• [Selected passage]:

************

Further terms of the sole supplier agreement
relied upon by Koppenol were:
(a) The plaintiff agreed to pay commission to
the company on sales of methyl bromide to third parties.
(b) The plaintiff's
mark-up would not exceed nine percent on the landed costs of the
chemical.
(c) 'Landed costs' would include the purchase price paid by the
plaintiff to its overseas suppliers as well as freight, clearing,
forwarding,
and other charges for which the plaintiff would be responsible.
(d) The
plaintiff would at all times make full disclosure of the purchase price and
other charges paid by it so that the company
could monitor these
costs.
[15] As to how the defendant (ie the close corporation) came into
the picture, Koppenol contended that:
'On or about the 9th May
2001, I advised [the plaintiff's representative] that [the company] would cease
trading due to legal action pending against it
and that all the business of [the
company] would be taken over by [the defendant].'
And that:
'it
was agreed that all agreements between [the plaintiff] and [the company] would
be transferred to [the defendant] as well as the
outstanding debits in [the
plaintiff's] books and the outstanding credits in [the company's] book ...
Thereafter all business would
be concluded between [the plaintiff] and [the
defendant]. A new credit agreement was also entered into between [the plaintiff]
and
[the defendant].'
[16] The new credit agreement referred to by
Koppenol is obviously the credit agreement relied upon by the plaintiff in its
particulars
of claim. Koppenol did not say why it was necessary for this new
agreement to be entered into if all agreements between the plaintiff
and the
company had already been transferred to the defendant.
[17] From the
outset, however, so Koppenol alleged, the plaintiff reneged on its undertaking
to disclose its costs and other charges.

************

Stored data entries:
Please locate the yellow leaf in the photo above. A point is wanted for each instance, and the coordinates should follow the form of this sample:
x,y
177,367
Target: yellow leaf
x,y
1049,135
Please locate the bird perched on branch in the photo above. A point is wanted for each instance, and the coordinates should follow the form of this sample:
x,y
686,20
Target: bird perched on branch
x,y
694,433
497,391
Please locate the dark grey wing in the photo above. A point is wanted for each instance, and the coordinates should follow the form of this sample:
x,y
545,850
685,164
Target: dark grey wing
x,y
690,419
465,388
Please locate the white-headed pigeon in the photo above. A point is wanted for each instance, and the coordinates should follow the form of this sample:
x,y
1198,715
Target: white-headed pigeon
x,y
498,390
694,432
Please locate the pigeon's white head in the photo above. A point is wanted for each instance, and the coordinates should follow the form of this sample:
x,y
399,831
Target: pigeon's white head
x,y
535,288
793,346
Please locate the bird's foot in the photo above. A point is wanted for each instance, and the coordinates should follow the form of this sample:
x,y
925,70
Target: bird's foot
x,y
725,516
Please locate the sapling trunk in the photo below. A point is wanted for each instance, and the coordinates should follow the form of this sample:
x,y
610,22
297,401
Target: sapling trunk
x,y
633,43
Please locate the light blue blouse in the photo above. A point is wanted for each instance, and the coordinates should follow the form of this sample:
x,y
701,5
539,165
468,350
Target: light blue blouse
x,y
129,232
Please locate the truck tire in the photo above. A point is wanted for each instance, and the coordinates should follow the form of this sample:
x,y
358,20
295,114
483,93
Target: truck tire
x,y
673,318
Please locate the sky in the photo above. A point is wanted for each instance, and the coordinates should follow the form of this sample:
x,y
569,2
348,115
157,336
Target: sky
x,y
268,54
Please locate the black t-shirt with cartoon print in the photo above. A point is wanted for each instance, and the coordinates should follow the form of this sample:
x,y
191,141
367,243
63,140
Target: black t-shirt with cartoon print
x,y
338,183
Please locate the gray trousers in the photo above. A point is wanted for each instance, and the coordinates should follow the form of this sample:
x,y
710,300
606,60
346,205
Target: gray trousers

************

• [Short exercise]:
Reproduce the judgment excerpt on the sole supplier agreement above in full, word for word.

• [Result]:
Further terms of the sole supplier agreement
relied upon by Koppenol were:
(a) The plaintiff agreed to pay commission to
the company on sales of methyl bromide to third parties.
(b) The plaintiff's
mark-up would not exceed nine percent on the landed costs of the
chemical.
(c) 'Landed costs' would include the purchase price paid by the
plaintiff to its overseas suppliers as well as freight, clearing,
forwarding,
and other charges for which the plaintiff would be responsible.
(d) The
plaintiff would at all times make full disclosure of the purchase price and
other charges paid by it so that the company
could monitor these
costs.
[15] As to how the defendant (ie the close corporation) came into
the picture, Koppenol contended that:
'On or about the 9th May
2001, I advised [the plaintiff's representative] that [the company] would cease
trading due to legal action pending against it
and that all the business of [the
company] would be taken over by [the defendant].'
And that:
'it
was agreed that all agreements between [the plaintiff] and [the company] would
be transferred to [the defendant] as well as the
outstanding debits in [the
plaintiff's] books and the outstanding credits in [the company's] book ...
Thereafter all business would
be concluded between [the plaintiff] and [the
defendant]. A new credit agreement was also entered into between [the plaintiff]
and
[the defendant].'
[16] The new credit agreement referred to by
Koppenol is obviously the credit agreement relied upon by the plaintiff in its
particulars
of claim. Koppenol did not say why it was necessary for this new
agreement to be entered into if all agreements between the plaintiff
and the
company had already been transferred to the defendant.
[17] From the
outset, however, so Koppenol alleged, the plaintiff reneged on its undertaking
to disclose its costs and other charges.